DIRECTIONS FOR THIS TASK: Copy out the entries below, substituting "Locate" for each "Pick out" and keeping everything else the same. Leave out any picture.

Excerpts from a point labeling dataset
══════
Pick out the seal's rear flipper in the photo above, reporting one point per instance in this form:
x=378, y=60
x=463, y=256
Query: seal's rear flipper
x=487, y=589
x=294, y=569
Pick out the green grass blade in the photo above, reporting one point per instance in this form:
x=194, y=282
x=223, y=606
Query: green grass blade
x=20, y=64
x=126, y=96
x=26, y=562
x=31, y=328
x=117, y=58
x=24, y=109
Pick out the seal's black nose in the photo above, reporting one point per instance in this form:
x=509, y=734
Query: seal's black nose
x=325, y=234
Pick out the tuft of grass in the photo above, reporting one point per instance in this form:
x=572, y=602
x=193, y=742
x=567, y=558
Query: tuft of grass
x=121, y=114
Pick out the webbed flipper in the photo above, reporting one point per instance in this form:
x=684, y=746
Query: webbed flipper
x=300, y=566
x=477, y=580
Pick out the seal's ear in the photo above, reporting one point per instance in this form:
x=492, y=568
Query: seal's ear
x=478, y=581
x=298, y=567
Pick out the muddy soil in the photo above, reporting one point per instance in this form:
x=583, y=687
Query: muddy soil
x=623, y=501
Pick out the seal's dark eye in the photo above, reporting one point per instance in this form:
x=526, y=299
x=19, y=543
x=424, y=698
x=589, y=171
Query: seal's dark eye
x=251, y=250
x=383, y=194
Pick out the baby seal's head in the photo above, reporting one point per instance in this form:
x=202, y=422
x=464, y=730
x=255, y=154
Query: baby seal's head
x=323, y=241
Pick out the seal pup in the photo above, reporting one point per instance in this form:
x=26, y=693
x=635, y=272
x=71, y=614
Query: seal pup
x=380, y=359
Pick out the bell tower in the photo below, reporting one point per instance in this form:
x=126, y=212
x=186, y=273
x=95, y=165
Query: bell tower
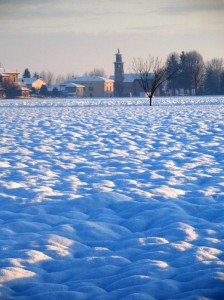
══════
RESULT OF THIS EXERCISE:
Locate the seal's rear flipper in the photo above, reporting one point per instance in this form:
x=378, y=60
x=463, y=256
Query: seal's rear flipper
x=487, y=589
x=294, y=569
Locate the green grass blade in the photo above, reporting one point per instance in this form:
x=194, y=282
x=223, y=606
Query: green grass blade
x=20, y=64
x=126, y=96
x=26, y=562
x=31, y=328
x=117, y=58
x=24, y=109
Locate the seal's black nose in the photo above, reporting one point per instance in this form:
x=509, y=734
Query: seal's black nose
x=325, y=234
Locate the tuft of grass in the photo above, reporting one point per instance in this form:
x=572, y=602
x=193, y=742
x=567, y=558
Query: tuft of grass
x=121, y=114
Locate the webbed flipper in the photo above, reporting one point per instance in this form:
x=684, y=746
Query: webbed flipper
x=300, y=566
x=477, y=580
Locate the seal's ear in the photo above, reporting one point per instance in this form:
x=492, y=568
Query: seal's ear
x=478, y=581
x=298, y=567
Locate the muddy soil in the photo above, reporting one point per instance in this form:
x=583, y=687
Query: muddy soil
x=623, y=501
Locate the seal's dark eye in the photo above, reporting one point per instance in this form:
x=526, y=299
x=19, y=543
x=424, y=698
x=589, y=171
Query: seal's dark eye
x=251, y=250
x=383, y=194
Locate the baby seal's head in the photo above, reporting one point per instance in this form:
x=202, y=422
x=464, y=730
x=255, y=154
Query: baby seal's head
x=323, y=241
Locate the seal pup in the photo above, reporting one point per instance in this form:
x=26, y=693
x=635, y=272
x=71, y=614
Query: seal pup
x=380, y=359
Locate the bell tower in the photo below, reporting one point per instance in this form:
x=126, y=212
x=186, y=273
x=95, y=165
Query: bell tower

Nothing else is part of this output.